+++ PASSAGE FOURNI

Le matin de Noël, elle est allée à l’église et elle a célébré la naissance du Christ, mais aussi celle de sa fille, qui a vu le jour trois ans plus tôt à l’hôpital Trousseau, quatre semaines avant terme. Une grossesse très surveillée pour cause de pré-éclampsie, une maladie liée à des problèmes d'hypertension qui atteint les femmes enceintes.

« J’aurais été au pays, ma mère et mes tantes m’auraient aidée et j’aurais pu davantage me reposer. Là-bas, à Douala, sur l’embouchure du fleuve Wouri, c’est comme ça. Les jeunes accouchées sont très entourées et les enfants pris en charge par la communauté. »

Esther a rendu grâce aussi. Pour les professionnels qui la soutiennent, son compagnon, ses enfants et tous ceux qui lui ont tendu la main durant son odyssée jusqu’en France. Une incroyable traversée de deux ans, marquée par la prison, la faim, le froid et l’insécurité permanentes. Mais dont elle est sortie vivante.

Les routes de l'exil

La jeune femme raconte pudiquement. « Après la mort de mon père, tout a basculé. Devenu fou, mon oncle s’en est pris à moi. Il a tenté plusieurs fois de me violer et a voulu m’imposer un mariage forcé. Exploitée par les miens, j’ai dû fuir de chez moi et me réfugier dans mon village maternel, puis toujours traquée, dans une grande ville du pays. Sur place,  j’ai trouvé un travail comme ménagère chez une femme de confiance. Décidée à m’aider et à me protéger, cette dernière a mis de côté l’argent qu’elle me devait, pour que je puisse prendre un billet d'avion pour la Turquie. Je ne sortais quasi plus de chez elle, de peur d'être dénoncée ou rattrapée. »

Arrivée à Istanbul, seule et sans soutien, Esther est arrêtée, on la vole, elle manque plusieurs fois d’être agressée... Elle tient bon et finit par arriver à Paris. Épuisée mais en vie.

++++++

▸ CONSIGNE
Prolongez le récit de l'exil d'Esther à partir de sa dernière phrase. Les items n'ont aucun rôle à jouer dans ce travail.

+++ EXTRAIT DE DONNÉES

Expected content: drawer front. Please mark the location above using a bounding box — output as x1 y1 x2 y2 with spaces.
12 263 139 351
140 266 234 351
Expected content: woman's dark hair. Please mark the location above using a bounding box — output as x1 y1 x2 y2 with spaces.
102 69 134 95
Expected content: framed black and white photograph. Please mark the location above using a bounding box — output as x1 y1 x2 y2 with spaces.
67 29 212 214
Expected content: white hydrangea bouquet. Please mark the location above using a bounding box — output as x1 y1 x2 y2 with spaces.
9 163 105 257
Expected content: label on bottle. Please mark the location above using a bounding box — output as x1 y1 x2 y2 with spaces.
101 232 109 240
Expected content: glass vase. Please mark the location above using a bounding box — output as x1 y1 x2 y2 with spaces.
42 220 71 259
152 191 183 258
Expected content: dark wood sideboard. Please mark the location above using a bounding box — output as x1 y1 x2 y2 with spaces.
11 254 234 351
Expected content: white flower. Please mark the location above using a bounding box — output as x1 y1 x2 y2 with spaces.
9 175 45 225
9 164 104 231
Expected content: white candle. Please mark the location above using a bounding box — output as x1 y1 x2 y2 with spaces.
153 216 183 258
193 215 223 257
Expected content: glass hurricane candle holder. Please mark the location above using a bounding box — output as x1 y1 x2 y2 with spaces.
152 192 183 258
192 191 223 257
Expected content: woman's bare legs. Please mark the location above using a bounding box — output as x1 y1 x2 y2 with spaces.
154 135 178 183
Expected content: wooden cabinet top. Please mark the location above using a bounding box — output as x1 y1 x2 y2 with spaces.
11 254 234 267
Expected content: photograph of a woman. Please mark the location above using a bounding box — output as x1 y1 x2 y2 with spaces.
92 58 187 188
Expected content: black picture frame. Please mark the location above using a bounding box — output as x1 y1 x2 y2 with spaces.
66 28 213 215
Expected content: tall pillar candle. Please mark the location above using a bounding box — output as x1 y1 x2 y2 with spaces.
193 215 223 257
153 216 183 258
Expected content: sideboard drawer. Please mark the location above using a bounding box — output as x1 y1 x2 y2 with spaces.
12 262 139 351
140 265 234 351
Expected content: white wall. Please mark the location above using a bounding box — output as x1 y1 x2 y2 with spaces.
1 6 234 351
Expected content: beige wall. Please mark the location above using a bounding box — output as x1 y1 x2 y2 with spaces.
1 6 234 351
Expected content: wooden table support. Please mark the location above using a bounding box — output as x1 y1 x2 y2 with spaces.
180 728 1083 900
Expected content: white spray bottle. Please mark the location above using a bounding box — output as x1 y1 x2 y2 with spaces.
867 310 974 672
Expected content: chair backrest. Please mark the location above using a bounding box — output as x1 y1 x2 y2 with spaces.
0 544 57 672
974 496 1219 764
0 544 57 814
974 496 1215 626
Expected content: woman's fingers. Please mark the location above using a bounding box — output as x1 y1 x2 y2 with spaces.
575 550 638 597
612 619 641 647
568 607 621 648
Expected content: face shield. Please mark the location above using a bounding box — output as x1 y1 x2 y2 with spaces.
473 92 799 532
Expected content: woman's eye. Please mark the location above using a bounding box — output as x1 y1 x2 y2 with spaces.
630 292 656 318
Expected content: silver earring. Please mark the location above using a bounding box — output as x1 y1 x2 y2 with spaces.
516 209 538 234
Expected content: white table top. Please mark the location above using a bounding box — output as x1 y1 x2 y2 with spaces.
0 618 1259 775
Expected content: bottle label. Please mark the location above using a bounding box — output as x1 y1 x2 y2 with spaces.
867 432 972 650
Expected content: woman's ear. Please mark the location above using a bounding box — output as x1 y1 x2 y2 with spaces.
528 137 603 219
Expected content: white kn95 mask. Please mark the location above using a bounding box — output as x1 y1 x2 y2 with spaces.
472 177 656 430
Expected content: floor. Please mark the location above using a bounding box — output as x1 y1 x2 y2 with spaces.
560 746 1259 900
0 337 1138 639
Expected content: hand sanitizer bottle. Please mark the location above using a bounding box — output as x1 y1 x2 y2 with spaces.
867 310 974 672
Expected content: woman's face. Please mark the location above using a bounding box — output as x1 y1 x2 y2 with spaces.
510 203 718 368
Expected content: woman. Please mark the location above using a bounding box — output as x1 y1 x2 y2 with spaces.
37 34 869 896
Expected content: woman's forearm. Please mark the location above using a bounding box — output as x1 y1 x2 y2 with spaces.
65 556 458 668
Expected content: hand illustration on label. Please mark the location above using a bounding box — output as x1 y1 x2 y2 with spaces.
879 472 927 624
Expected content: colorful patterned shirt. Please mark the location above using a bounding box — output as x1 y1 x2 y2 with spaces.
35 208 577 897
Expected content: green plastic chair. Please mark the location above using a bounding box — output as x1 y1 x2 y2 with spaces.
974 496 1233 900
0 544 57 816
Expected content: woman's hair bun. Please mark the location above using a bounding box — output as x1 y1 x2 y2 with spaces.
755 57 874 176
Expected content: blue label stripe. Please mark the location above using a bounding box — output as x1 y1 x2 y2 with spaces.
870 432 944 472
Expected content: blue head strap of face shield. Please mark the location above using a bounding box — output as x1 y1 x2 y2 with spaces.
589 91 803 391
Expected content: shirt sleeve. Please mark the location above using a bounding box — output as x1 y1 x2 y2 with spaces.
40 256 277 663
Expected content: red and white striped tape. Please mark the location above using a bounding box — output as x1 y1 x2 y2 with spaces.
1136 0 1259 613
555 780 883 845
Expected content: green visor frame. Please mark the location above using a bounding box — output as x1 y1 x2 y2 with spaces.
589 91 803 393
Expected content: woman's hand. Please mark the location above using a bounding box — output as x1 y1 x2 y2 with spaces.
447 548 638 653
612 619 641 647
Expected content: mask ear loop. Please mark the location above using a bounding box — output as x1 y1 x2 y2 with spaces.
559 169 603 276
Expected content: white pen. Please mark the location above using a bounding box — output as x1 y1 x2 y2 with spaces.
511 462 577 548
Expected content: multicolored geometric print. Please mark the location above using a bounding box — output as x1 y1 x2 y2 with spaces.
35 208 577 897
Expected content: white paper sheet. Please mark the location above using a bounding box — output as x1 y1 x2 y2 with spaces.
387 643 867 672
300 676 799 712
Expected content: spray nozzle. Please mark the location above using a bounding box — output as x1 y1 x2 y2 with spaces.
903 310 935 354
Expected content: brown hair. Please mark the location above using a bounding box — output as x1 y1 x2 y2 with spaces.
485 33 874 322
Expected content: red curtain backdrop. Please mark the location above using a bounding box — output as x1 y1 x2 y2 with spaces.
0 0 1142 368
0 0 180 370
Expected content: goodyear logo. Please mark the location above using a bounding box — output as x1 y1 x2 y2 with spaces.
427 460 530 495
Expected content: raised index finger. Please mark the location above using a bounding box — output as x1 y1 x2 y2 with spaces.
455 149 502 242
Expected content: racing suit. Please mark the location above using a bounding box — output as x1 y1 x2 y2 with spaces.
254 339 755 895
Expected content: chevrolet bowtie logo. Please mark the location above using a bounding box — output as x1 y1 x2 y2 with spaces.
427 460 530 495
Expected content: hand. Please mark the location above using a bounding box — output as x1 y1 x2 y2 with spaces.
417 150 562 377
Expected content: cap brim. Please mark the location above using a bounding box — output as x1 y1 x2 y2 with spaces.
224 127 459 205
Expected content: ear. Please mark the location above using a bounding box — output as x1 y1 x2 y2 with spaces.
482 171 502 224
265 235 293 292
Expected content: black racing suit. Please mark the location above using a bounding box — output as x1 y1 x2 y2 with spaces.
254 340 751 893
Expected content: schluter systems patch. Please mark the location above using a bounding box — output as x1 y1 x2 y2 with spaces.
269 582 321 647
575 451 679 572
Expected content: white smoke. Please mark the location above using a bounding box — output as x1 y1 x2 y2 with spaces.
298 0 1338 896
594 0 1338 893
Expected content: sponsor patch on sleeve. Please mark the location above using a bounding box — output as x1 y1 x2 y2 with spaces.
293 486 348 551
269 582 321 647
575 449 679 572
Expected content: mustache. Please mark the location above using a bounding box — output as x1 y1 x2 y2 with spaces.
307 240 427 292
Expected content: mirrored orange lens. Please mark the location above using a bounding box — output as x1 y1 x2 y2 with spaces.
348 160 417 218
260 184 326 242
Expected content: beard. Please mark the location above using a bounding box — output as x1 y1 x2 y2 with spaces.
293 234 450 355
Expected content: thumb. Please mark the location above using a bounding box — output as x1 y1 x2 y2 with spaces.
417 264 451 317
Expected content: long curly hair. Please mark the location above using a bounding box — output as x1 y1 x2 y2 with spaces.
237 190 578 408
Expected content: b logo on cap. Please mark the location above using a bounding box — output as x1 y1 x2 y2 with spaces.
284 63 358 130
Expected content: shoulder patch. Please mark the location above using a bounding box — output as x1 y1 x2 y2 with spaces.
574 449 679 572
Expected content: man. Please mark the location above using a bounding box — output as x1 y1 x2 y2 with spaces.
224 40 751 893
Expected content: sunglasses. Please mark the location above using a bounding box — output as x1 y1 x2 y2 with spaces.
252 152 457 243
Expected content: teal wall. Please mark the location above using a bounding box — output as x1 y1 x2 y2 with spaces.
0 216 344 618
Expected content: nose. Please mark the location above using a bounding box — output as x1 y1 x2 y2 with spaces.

++++++

▸ RÉPONSE
Choisir la vie

Aujourd’hui, la jeune femme se remet à sourire. L’accompagnement d'Auteuil Petite Enfance à son rôle de parent lui fait du bien. Celui proposé chaque semaine par une psychologue - formée aux traumatismes de l’exil - de la Maison Bakhita également. Sa plus grande joie ? Ses enfants, qu’elle voit grandir. Et qui l’aident à s’épanouir. Elle sent un chemin s'ouvrir.

« J’ai osé demander de l’aide. Et compris le bénéfice que j’aurais à confier mes enfants. Mon aînée s’est transformée. Elle parlait très peu. Aujourd’hui, elle est pleine d’énergie. Mon fils aussi. J’en suis tellement heureuse. Le sommeil revient, mes blessures s’apaisent, j’ai commencé à prendre des cours de français. Avec le projet de me lancer, le moment venu, dans le stylisme. Je suis couturière de formation. »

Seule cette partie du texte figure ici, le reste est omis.